The task => Transcribe only the part of the material below that begins at the line containing "Show me the bird's tail in the picture below." and ends at the line containing "Show me the water surface", with both kept and images left out.

Source material =>
Segment Open

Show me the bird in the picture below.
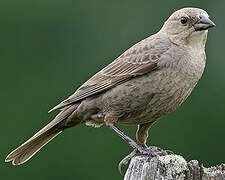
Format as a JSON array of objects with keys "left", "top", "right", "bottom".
[{"left": 5, "top": 7, "right": 215, "bottom": 171}]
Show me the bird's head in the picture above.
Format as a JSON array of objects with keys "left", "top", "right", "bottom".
[{"left": 161, "top": 8, "right": 215, "bottom": 47}]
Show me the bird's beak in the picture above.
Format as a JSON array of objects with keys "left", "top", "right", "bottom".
[{"left": 193, "top": 15, "right": 216, "bottom": 31}]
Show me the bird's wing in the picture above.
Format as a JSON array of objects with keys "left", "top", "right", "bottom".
[{"left": 49, "top": 36, "right": 171, "bottom": 112}]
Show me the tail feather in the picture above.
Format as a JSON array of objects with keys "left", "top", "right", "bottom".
[
  {"left": 5, "top": 104, "right": 79, "bottom": 165},
  {"left": 5, "top": 129, "right": 61, "bottom": 165}
]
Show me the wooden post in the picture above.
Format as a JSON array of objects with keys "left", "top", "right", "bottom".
[{"left": 124, "top": 154, "right": 225, "bottom": 180}]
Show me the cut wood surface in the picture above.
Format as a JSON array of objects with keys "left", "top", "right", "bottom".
[{"left": 124, "top": 154, "right": 225, "bottom": 180}]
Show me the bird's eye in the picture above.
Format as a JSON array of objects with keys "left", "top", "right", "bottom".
[{"left": 180, "top": 17, "right": 188, "bottom": 24}]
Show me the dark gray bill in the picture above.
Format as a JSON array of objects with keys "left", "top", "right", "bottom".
[{"left": 194, "top": 14, "right": 216, "bottom": 31}]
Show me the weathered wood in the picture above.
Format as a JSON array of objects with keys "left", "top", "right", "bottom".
[{"left": 124, "top": 154, "right": 225, "bottom": 180}]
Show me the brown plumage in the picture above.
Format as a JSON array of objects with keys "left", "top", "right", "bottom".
[{"left": 5, "top": 7, "right": 215, "bottom": 166}]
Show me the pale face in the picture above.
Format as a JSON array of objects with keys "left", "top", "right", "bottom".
[{"left": 162, "top": 8, "right": 214, "bottom": 46}]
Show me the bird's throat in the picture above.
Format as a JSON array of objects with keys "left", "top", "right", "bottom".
[{"left": 188, "top": 30, "right": 208, "bottom": 50}]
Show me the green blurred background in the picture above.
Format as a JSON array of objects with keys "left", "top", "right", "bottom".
[{"left": 1, "top": 0, "right": 224, "bottom": 179}]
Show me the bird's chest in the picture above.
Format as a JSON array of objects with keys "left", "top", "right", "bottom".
[{"left": 144, "top": 53, "right": 205, "bottom": 120}]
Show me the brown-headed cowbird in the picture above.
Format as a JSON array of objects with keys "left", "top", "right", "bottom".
[{"left": 5, "top": 8, "right": 215, "bottom": 168}]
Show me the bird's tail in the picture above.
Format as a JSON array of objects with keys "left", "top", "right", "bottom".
[{"left": 5, "top": 104, "right": 79, "bottom": 165}]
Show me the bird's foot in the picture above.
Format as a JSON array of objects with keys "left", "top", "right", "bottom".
[
  {"left": 118, "top": 145, "right": 174, "bottom": 175},
  {"left": 105, "top": 123, "right": 174, "bottom": 174},
  {"left": 136, "top": 144, "right": 174, "bottom": 155}
]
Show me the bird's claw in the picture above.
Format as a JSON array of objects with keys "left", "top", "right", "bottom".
[
  {"left": 118, "top": 149, "right": 140, "bottom": 175},
  {"left": 118, "top": 146, "right": 174, "bottom": 175}
]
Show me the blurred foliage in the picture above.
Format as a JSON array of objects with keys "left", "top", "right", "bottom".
[{"left": 1, "top": 0, "right": 224, "bottom": 179}]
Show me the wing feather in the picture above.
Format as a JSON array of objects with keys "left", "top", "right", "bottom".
[{"left": 49, "top": 36, "right": 171, "bottom": 112}]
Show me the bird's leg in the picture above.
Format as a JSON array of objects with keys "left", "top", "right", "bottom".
[
  {"left": 136, "top": 121, "right": 153, "bottom": 145},
  {"left": 118, "top": 122, "right": 168, "bottom": 174},
  {"left": 106, "top": 121, "right": 168, "bottom": 154},
  {"left": 135, "top": 122, "right": 173, "bottom": 154},
  {"left": 105, "top": 120, "right": 173, "bottom": 174},
  {"left": 105, "top": 123, "right": 144, "bottom": 174},
  {"left": 106, "top": 123, "right": 142, "bottom": 150}
]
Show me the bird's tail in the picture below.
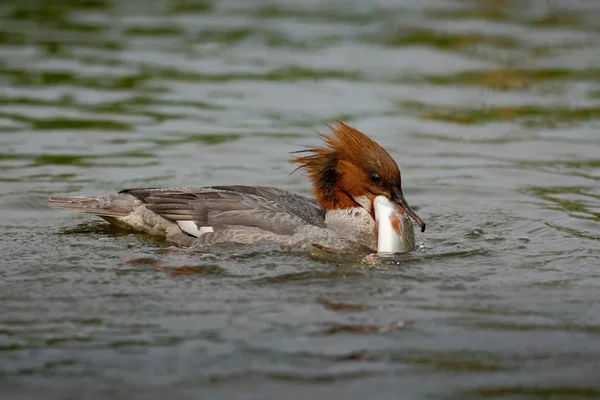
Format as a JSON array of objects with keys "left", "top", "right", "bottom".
[{"left": 47, "top": 195, "right": 132, "bottom": 217}]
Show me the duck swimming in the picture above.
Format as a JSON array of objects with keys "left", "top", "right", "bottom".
[{"left": 48, "top": 122, "right": 425, "bottom": 254}]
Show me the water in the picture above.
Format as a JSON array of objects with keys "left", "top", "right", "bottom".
[{"left": 1, "top": 0, "right": 599, "bottom": 398}]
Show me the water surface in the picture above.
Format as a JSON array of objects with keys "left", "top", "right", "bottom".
[{"left": 1, "top": 0, "right": 600, "bottom": 399}]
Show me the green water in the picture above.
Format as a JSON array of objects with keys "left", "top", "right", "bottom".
[{"left": 1, "top": 0, "right": 599, "bottom": 399}]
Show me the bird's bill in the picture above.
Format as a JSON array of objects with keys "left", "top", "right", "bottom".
[{"left": 391, "top": 187, "right": 426, "bottom": 233}]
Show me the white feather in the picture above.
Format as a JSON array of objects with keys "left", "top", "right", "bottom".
[
  {"left": 177, "top": 221, "right": 213, "bottom": 237},
  {"left": 354, "top": 195, "right": 371, "bottom": 210}
]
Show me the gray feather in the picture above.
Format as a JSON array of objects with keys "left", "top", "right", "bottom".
[
  {"left": 47, "top": 194, "right": 138, "bottom": 218},
  {"left": 47, "top": 186, "right": 326, "bottom": 245}
]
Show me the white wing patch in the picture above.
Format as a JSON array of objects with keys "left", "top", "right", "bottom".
[{"left": 176, "top": 221, "right": 213, "bottom": 237}]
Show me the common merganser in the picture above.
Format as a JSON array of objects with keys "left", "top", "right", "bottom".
[{"left": 47, "top": 122, "right": 426, "bottom": 253}]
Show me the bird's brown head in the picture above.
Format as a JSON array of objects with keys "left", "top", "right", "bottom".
[{"left": 290, "top": 121, "right": 425, "bottom": 232}]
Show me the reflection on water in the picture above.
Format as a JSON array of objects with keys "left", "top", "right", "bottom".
[{"left": 1, "top": 0, "right": 599, "bottom": 398}]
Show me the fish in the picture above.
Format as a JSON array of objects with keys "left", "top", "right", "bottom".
[{"left": 374, "top": 195, "right": 415, "bottom": 254}]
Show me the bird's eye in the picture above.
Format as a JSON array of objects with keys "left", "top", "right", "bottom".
[{"left": 370, "top": 173, "right": 382, "bottom": 185}]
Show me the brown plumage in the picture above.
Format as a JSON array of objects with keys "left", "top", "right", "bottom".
[{"left": 290, "top": 121, "right": 403, "bottom": 213}]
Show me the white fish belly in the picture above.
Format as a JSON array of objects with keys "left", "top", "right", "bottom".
[{"left": 373, "top": 196, "right": 415, "bottom": 254}]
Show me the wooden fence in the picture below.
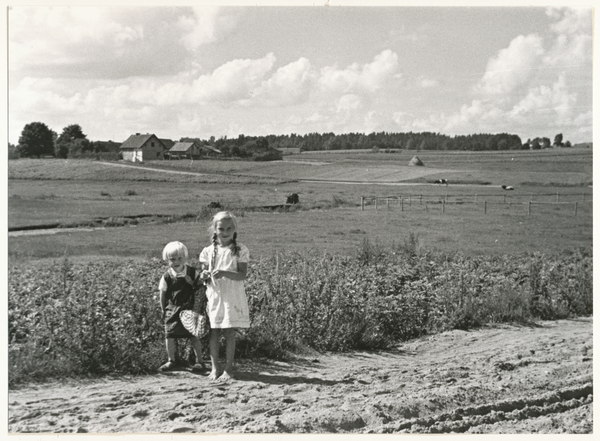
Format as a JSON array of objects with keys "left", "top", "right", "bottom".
[{"left": 360, "top": 192, "right": 592, "bottom": 216}]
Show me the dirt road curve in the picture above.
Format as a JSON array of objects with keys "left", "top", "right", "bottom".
[{"left": 8, "top": 318, "right": 592, "bottom": 434}]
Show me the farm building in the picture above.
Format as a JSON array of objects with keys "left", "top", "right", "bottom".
[
  {"left": 167, "top": 141, "right": 203, "bottom": 159},
  {"left": 166, "top": 141, "right": 222, "bottom": 159},
  {"left": 201, "top": 144, "right": 222, "bottom": 157},
  {"left": 119, "top": 133, "right": 166, "bottom": 162},
  {"left": 160, "top": 138, "right": 175, "bottom": 151}
]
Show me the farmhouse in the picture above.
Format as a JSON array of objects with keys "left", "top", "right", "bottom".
[{"left": 120, "top": 133, "right": 166, "bottom": 162}]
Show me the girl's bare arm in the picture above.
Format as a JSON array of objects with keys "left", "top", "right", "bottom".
[{"left": 212, "top": 262, "right": 247, "bottom": 281}]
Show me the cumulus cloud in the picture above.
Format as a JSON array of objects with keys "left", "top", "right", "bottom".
[
  {"left": 547, "top": 6, "right": 593, "bottom": 35},
  {"left": 9, "top": 6, "right": 225, "bottom": 79},
  {"left": 191, "top": 53, "right": 276, "bottom": 104},
  {"left": 318, "top": 50, "right": 399, "bottom": 95},
  {"left": 252, "top": 58, "right": 315, "bottom": 106},
  {"left": 474, "top": 34, "right": 544, "bottom": 96},
  {"left": 509, "top": 74, "right": 577, "bottom": 123}
]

Segment Closed

Output below =>
Show me the bird's tail in the picture below.
Format as a JSON array of objects with keys "left", "top", "right", "bottom".
[{"left": 47, "top": 195, "right": 132, "bottom": 217}]
Show me the duck swimming in the picture above.
Format as a JSON array of objects with keys "left", "top", "right", "bottom".
[{"left": 48, "top": 122, "right": 425, "bottom": 254}]
Show me the water in the picture above.
Format as a JSON array of objects with keys "left", "top", "right", "bottom".
[{"left": 1, "top": 0, "right": 599, "bottom": 398}]
Show me the water surface in the picture above.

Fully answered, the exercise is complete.